**TASK PROMPT**
Turn the records below into a numbered list, one line per item, leaving out blank lines and the pictures.

**DATA ENTRIES**

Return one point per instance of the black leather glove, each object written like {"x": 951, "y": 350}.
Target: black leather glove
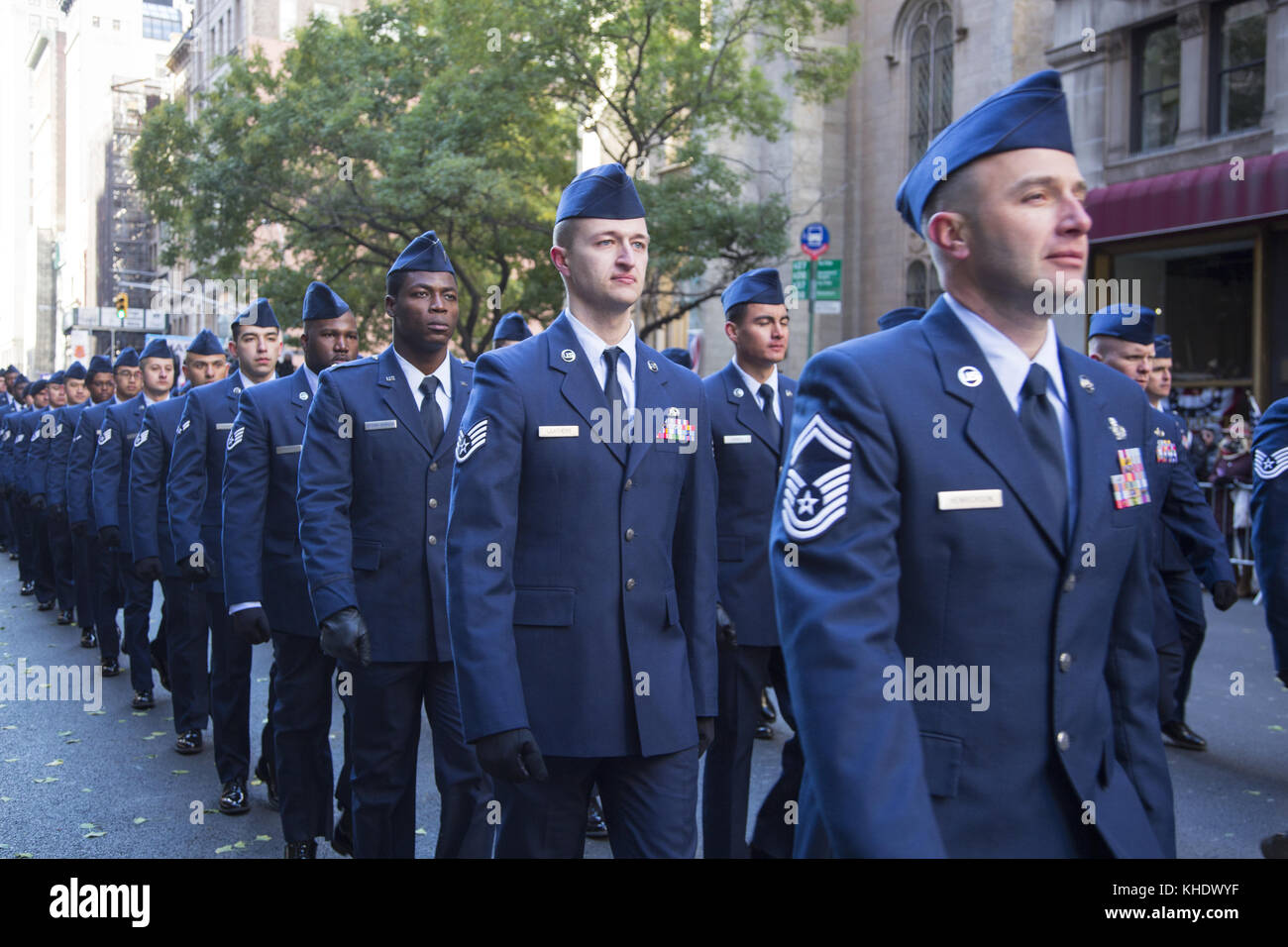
{"x": 149, "y": 569}
{"x": 726, "y": 635}
{"x": 192, "y": 574}
{"x": 344, "y": 637}
{"x": 511, "y": 755}
{"x": 1224, "y": 595}
{"x": 706, "y": 733}
{"x": 252, "y": 624}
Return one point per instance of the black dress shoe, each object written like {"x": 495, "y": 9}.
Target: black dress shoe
{"x": 1180, "y": 735}
{"x": 188, "y": 742}
{"x": 595, "y": 825}
{"x": 767, "y": 707}
{"x": 266, "y": 774}
{"x": 233, "y": 800}
{"x": 160, "y": 663}
{"x": 342, "y": 839}
{"x": 1275, "y": 847}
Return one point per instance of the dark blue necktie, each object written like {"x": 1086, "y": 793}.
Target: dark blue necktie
{"x": 1042, "y": 427}
{"x": 429, "y": 414}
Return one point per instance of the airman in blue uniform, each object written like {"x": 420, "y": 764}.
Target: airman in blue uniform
{"x": 750, "y": 401}
{"x": 962, "y": 547}
{"x": 153, "y": 548}
{"x": 374, "y": 484}
{"x": 268, "y": 594}
{"x": 193, "y": 499}
{"x": 101, "y": 384}
{"x": 1186, "y": 538}
{"x": 581, "y": 558}
{"x": 110, "y": 495}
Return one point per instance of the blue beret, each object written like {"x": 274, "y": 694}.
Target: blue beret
{"x": 322, "y": 303}
{"x": 897, "y": 317}
{"x": 1125, "y": 321}
{"x": 258, "y": 315}
{"x": 1030, "y": 114}
{"x": 754, "y": 286}
{"x": 424, "y": 254}
{"x": 679, "y": 356}
{"x": 511, "y": 328}
{"x": 604, "y": 192}
{"x": 205, "y": 343}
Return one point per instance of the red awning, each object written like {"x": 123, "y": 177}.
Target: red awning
{"x": 1186, "y": 200}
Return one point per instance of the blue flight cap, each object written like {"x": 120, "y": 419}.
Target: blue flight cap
{"x": 322, "y": 303}
{"x": 205, "y": 343}
{"x": 1030, "y": 114}
{"x": 424, "y": 254}
{"x": 604, "y": 192}
{"x": 258, "y": 315}
{"x": 679, "y": 356}
{"x": 158, "y": 350}
{"x": 511, "y": 328}
{"x": 1124, "y": 321}
{"x": 897, "y": 317}
{"x": 754, "y": 286}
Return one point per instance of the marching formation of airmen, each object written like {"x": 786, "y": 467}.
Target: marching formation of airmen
{"x": 584, "y": 564}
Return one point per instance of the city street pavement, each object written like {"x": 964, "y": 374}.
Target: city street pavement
{"x": 110, "y": 785}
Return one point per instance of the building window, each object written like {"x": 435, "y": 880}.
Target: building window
{"x": 930, "y": 56}
{"x": 1237, "y": 93}
{"x": 1157, "y": 64}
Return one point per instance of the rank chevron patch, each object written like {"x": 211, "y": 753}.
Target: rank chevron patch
{"x": 816, "y": 487}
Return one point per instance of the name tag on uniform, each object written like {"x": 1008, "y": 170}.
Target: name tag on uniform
{"x": 970, "y": 499}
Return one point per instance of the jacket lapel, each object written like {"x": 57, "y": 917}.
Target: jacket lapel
{"x": 580, "y": 388}
{"x": 393, "y": 385}
{"x": 992, "y": 427}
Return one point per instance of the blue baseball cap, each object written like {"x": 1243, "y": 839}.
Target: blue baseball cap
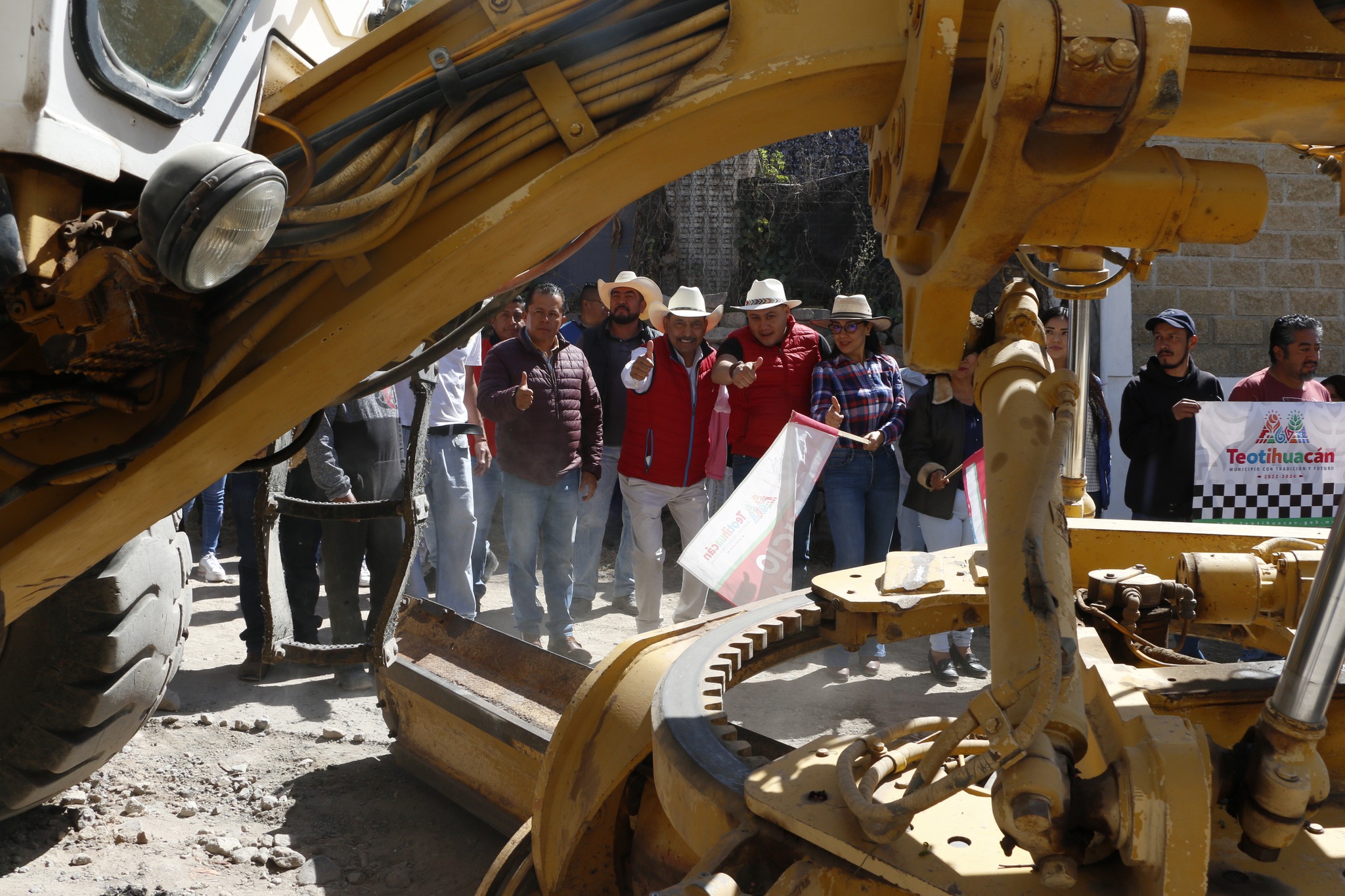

**TASK SOLUTION**
1. Return one point per instance of the black leather glove, each object written like {"x": 951, "y": 350}.
2. Target: black leather glove
3. {"x": 149, "y": 569}
4. {"x": 726, "y": 635}
5. {"x": 192, "y": 574}
6. {"x": 344, "y": 637}
7. {"x": 511, "y": 755}
8. {"x": 1224, "y": 595}
9. {"x": 706, "y": 733}
10. {"x": 252, "y": 624}
11. Return one point per instance of the black dress shoe, each object written like {"x": 495, "y": 9}.
12. Target: black dress shoe
13. {"x": 1180, "y": 735}
14. {"x": 188, "y": 742}
15. {"x": 595, "y": 825}
16. {"x": 767, "y": 707}
17. {"x": 266, "y": 774}
18. {"x": 233, "y": 800}
19. {"x": 160, "y": 663}
20. {"x": 342, "y": 839}
21. {"x": 1275, "y": 847}
22. Return one point per instance of the dark blue necktie, each object written like {"x": 1086, "y": 793}.
23. Target: dark blue necktie
24. {"x": 1042, "y": 427}
25. {"x": 429, "y": 414}
26. Return one point per instance of the airman in blue uniform, each object written like {"x": 420, "y": 764}.
27. Target: airman in blue uniform
28. {"x": 750, "y": 401}
29. {"x": 962, "y": 547}
30. {"x": 153, "y": 548}
31. {"x": 374, "y": 484}
32. {"x": 268, "y": 594}
33. {"x": 193, "y": 499}
34. {"x": 101, "y": 384}
35. {"x": 1186, "y": 538}
36. {"x": 581, "y": 558}
37. {"x": 110, "y": 495}
38. Return one point per instance of the blue beret, each object written like {"x": 274, "y": 694}.
39. Target: blue beret
40. {"x": 322, "y": 303}
41. {"x": 897, "y": 317}
42. {"x": 1125, "y": 321}
43. {"x": 258, "y": 315}
44. {"x": 1030, "y": 114}
45. {"x": 754, "y": 286}
46. {"x": 424, "y": 254}
47. {"x": 679, "y": 356}
48. {"x": 511, "y": 328}
49. {"x": 604, "y": 192}
50. {"x": 205, "y": 343}
51. Return one point per instance of the red awning, each object written like {"x": 123, "y": 177}.
52. Target: red awning
53. {"x": 1186, "y": 200}
54. Return one point per instance of the blue flight cap, each object written like {"x": 120, "y": 419}.
55. Target: blue flight cap
56. {"x": 322, "y": 303}
57. {"x": 205, "y": 343}
58. {"x": 1030, "y": 114}
59. {"x": 424, "y": 254}
60. {"x": 604, "y": 192}
61. {"x": 258, "y": 315}
62. {"x": 679, "y": 356}
63. {"x": 158, "y": 350}
64. {"x": 511, "y": 328}
65. {"x": 1124, "y": 321}
66. {"x": 897, "y": 317}
67. {"x": 754, "y": 286}
68. Return one point per instance of the marching formation of airmen, each object written like {"x": 786, "y": 467}.
69. Target: marching formation of airmen
70. {"x": 584, "y": 564}
71. Return one point per instance of the city street pavement, each object written like {"x": 964, "y": 374}.
72. Target: city street pavement
73. {"x": 110, "y": 785}
74. Return one point per instance of the building window, each object written like {"x": 435, "y": 880}.
75. Target: building window
76. {"x": 930, "y": 56}
77. {"x": 1237, "y": 93}
78. {"x": 1157, "y": 64}
79. Return one point per instance of the rank chevron patch, each object written like {"x": 211, "y": 753}.
80. Target: rank chevron patch
81. {"x": 816, "y": 487}
82. Return one point per instance of the name tag on uniform, each object written like {"x": 1008, "y": 170}.
83. Target: name tag on uniform
84. {"x": 970, "y": 499}
85. Return one point per instance of the jacket lapel, each object written like {"x": 57, "y": 917}.
86. Target: jacket lapel
87. {"x": 580, "y": 388}
88. {"x": 393, "y": 385}
89. {"x": 992, "y": 427}
90. Return one point per instance of the blue baseball cap, each object written like {"x": 1243, "y": 839}.
91. Target: blue baseball cap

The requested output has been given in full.